Saved data entries:
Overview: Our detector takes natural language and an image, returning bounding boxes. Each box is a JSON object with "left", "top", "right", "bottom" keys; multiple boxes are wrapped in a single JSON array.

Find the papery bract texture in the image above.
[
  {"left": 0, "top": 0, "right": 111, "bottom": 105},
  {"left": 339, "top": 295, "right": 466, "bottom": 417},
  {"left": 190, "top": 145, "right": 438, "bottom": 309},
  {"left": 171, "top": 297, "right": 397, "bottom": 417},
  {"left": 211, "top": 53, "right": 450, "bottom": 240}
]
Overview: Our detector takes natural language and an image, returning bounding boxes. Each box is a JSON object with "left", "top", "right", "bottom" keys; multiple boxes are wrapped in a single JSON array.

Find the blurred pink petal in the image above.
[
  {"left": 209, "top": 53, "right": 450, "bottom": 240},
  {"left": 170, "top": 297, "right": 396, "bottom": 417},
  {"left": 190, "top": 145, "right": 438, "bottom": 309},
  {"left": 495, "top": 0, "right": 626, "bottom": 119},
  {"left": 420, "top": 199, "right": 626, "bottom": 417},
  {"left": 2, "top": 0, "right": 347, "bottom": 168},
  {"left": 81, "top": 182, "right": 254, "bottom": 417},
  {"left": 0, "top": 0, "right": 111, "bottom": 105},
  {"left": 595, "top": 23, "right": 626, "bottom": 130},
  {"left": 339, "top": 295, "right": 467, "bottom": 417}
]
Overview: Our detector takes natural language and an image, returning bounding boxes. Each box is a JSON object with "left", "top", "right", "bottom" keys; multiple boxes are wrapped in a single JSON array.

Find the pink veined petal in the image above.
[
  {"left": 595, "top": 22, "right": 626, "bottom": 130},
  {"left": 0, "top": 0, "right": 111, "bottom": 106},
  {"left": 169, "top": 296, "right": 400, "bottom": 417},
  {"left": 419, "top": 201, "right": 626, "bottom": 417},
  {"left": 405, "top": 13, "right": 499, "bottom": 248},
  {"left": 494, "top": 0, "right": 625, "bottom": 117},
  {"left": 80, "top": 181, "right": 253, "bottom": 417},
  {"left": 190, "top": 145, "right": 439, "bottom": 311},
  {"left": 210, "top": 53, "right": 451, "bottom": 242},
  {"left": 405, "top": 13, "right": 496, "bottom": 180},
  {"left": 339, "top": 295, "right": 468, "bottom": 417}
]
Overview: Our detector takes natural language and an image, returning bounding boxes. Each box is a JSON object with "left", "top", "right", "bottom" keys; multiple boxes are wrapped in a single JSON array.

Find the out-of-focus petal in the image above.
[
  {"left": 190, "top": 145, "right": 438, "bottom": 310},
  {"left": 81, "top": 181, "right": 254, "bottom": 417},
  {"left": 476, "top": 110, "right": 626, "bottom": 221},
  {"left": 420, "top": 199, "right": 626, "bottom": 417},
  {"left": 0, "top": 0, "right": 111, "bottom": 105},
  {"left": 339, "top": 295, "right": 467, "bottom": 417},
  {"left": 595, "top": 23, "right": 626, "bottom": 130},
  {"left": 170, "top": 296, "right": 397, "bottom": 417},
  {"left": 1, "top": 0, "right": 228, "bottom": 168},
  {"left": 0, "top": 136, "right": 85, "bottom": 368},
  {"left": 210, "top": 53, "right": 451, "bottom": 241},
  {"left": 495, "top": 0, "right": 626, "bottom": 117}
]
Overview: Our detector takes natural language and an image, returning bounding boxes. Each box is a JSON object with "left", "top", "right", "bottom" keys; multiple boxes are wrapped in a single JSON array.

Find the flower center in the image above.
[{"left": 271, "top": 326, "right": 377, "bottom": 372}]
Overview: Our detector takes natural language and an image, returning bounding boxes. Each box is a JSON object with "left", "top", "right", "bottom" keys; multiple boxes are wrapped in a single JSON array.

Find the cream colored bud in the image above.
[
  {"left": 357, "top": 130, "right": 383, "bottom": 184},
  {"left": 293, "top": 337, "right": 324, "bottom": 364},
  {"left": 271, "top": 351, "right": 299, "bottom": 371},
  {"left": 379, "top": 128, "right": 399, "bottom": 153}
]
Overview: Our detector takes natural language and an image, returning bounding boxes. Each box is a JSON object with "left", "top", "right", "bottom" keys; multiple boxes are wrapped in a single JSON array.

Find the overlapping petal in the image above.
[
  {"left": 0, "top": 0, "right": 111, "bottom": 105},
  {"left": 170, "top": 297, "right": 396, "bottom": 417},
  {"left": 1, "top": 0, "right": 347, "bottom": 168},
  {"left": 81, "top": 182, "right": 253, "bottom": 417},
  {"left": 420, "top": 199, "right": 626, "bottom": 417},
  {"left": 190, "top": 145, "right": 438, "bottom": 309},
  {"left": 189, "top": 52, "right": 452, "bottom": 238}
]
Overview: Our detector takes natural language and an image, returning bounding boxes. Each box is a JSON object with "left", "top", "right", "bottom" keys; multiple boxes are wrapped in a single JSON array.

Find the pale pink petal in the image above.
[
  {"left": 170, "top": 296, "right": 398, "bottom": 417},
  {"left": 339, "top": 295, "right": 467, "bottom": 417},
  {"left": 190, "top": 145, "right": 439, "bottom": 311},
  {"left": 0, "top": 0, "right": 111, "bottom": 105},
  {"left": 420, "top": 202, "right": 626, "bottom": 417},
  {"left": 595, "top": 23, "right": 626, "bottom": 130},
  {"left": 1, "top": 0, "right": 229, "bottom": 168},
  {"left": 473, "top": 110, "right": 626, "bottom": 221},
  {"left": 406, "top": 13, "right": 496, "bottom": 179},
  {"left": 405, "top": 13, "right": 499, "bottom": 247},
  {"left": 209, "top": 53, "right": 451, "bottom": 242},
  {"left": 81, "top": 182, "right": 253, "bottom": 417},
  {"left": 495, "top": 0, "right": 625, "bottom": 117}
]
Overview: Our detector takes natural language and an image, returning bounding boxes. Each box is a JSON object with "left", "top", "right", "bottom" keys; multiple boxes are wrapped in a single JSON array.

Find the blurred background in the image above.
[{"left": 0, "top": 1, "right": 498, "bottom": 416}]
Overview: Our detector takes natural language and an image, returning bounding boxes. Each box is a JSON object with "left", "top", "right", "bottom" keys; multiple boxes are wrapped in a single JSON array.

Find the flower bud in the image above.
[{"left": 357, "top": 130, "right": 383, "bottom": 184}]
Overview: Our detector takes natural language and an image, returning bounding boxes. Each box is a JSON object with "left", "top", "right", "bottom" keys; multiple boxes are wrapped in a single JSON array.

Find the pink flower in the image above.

Task statement: The records above should be returned exactly.

Task solution:
Overview: Our detector takes natural language and an image, returning bounding boxes. Each box is a JSON object with "left", "top", "right", "bottom" keys; multiple boxes are wrapped in a single JSON array.

Find the papery bract texture in the image above.
[
  {"left": 0, "top": 0, "right": 111, "bottom": 105},
  {"left": 339, "top": 295, "right": 466, "bottom": 417},
  {"left": 190, "top": 145, "right": 438, "bottom": 309},
  {"left": 171, "top": 297, "right": 397, "bottom": 417},
  {"left": 211, "top": 53, "right": 450, "bottom": 240}
]
Overview: Our detector takes natural language and an image, returning bounding boxes. Each box is a JSON object with "left", "top", "right", "bottom" keys; multiple boxes are wrapped in a single JSON array.

Find the blurred pink petal in the image above.
[
  {"left": 209, "top": 53, "right": 450, "bottom": 240},
  {"left": 170, "top": 297, "right": 396, "bottom": 417},
  {"left": 190, "top": 145, "right": 438, "bottom": 309},
  {"left": 495, "top": 0, "right": 626, "bottom": 119},
  {"left": 420, "top": 199, "right": 626, "bottom": 417},
  {"left": 2, "top": 0, "right": 347, "bottom": 168},
  {"left": 81, "top": 182, "right": 254, "bottom": 417},
  {"left": 0, "top": 0, "right": 111, "bottom": 105},
  {"left": 595, "top": 23, "right": 626, "bottom": 130},
  {"left": 339, "top": 295, "right": 467, "bottom": 417}
]
Overview: Our detector takes natural language and an image, returning bounding boxes. Each box is a JSON object with "left", "top", "right", "bottom" keys; multiple boxes are wrapped in a single JSON array.

Find the pink veined petal in the image above.
[
  {"left": 595, "top": 22, "right": 626, "bottom": 130},
  {"left": 0, "top": 0, "right": 111, "bottom": 106},
  {"left": 169, "top": 296, "right": 400, "bottom": 417},
  {"left": 419, "top": 201, "right": 626, "bottom": 417},
  {"left": 405, "top": 13, "right": 499, "bottom": 248},
  {"left": 494, "top": 0, "right": 625, "bottom": 117},
  {"left": 80, "top": 181, "right": 253, "bottom": 417},
  {"left": 190, "top": 145, "right": 439, "bottom": 311},
  {"left": 210, "top": 53, "right": 451, "bottom": 242},
  {"left": 405, "top": 13, "right": 496, "bottom": 180},
  {"left": 339, "top": 295, "right": 468, "bottom": 417}
]
Overview: Our detector takes natural language and an image, returning bounding boxes. Each box is a JSON object with "left", "top", "right", "bottom" keys; multiple boxes are wrapped in a single JSON array.

Find the out-of-focus petal in the image above.
[
  {"left": 190, "top": 145, "right": 438, "bottom": 310},
  {"left": 81, "top": 181, "right": 254, "bottom": 417},
  {"left": 476, "top": 110, "right": 626, "bottom": 221},
  {"left": 420, "top": 199, "right": 626, "bottom": 417},
  {"left": 0, "top": 0, "right": 111, "bottom": 105},
  {"left": 339, "top": 295, "right": 467, "bottom": 417},
  {"left": 595, "top": 23, "right": 626, "bottom": 130},
  {"left": 170, "top": 296, "right": 397, "bottom": 417},
  {"left": 1, "top": 0, "right": 228, "bottom": 168},
  {"left": 0, "top": 136, "right": 85, "bottom": 368},
  {"left": 210, "top": 53, "right": 451, "bottom": 241},
  {"left": 495, "top": 0, "right": 626, "bottom": 117}
]
Overview: Our detector takes natural language and an image, returning bounding boxes. Each box is a JSON object with "left", "top", "right", "bottom" keys; multiple boxes are wrapped in a single JSON array.

Find the flower center in the image above.
[{"left": 271, "top": 326, "right": 377, "bottom": 372}]
Overview: Our detector takes natural language and an image, returning bounding boxes. Each box is a JSON object with "left", "top", "right", "bottom" keys; multiple boxes are wrapped in a single JSON array.

Find the cream colored bud in the image above.
[
  {"left": 357, "top": 130, "right": 383, "bottom": 184},
  {"left": 293, "top": 337, "right": 324, "bottom": 364},
  {"left": 271, "top": 351, "right": 299, "bottom": 371},
  {"left": 379, "top": 128, "right": 399, "bottom": 153}
]
Overview: Our detector takes natural language and an image, returning bounding boxes. Each box is a JSON object with "left", "top", "right", "bottom" keys; multiple boxes are wrapped in a single JSON array.

Find the overlapping petal in the image above.
[
  {"left": 0, "top": 0, "right": 111, "bottom": 105},
  {"left": 170, "top": 297, "right": 396, "bottom": 417},
  {"left": 1, "top": 0, "right": 347, "bottom": 168},
  {"left": 81, "top": 182, "right": 253, "bottom": 417},
  {"left": 420, "top": 199, "right": 626, "bottom": 417},
  {"left": 190, "top": 145, "right": 438, "bottom": 309},
  {"left": 189, "top": 52, "right": 452, "bottom": 238}
]
Overview: Our detector takes natural language and an image, returning bounding boxes. Each box is a JSON object with "left", "top", "right", "bottom" keys; multiple boxes are wrapped in a single JSON array.

Find the pale pink petal in the image above.
[
  {"left": 170, "top": 296, "right": 398, "bottom": 417},
  {"left": 339, "top": 295, "right": 467, "bottom": 417},
  {"left": 190, "top": 145, "right": 439, "bottom": 311},
  {"left": 0, "top": 0, "right": 111, "bottom": 105},
  {"left": 420, "top": 202, "right": 626, "bottom": 417},
  {"left": 595, "top": 23, "right": 626, "bottom": 130},
  {"left": 1, "top": 0, "right": 229, "bottom": 168},
  {"left": 473, "top": 110, "right": 626, "bottom": 221},
  {"left": 406, "top": 13, "right": 496, "bottom": 179},
  {"left": 405, "top": 13, "right": 499, "bottom": 247},
  {"left": 209, "top": 53, "right": 451, "bottom": 242},
  {"left": 81, "top": 182, "right": 253, "bottom": 417},
  {"left": 495, "top": 0, "right": 625, "bottom": 117}
]
Overview: Our detector takes natural language and an image, returning bounding boxes. Each box is a JSON object with "left", "top", "right", "bottom" keys; multiple boxes are wrapped in a single JSON array.

Find the blurred background in the image above.
[{"left": 0, "top": 1, "right": 498, "bottom": 416}]
Overview: Our detector takes natural language and an image, returning bounding boxes. Each box is a JSON object with "left", "top", "right", "bottom" keys; multiple boxes are wrapped in a single JSON array.

Find the flower bud in the image above.
[{"left": 357, "top": 130, "right": 383, "bottom": 184}]
Overview: Our detector takes natural language and an image, returning bounding boxes. Each box is a JSON object with "left", "top", "right", "bottom" keys; multiple boxes are wrapped in a single JSON array.

Find the pink flower in the image above.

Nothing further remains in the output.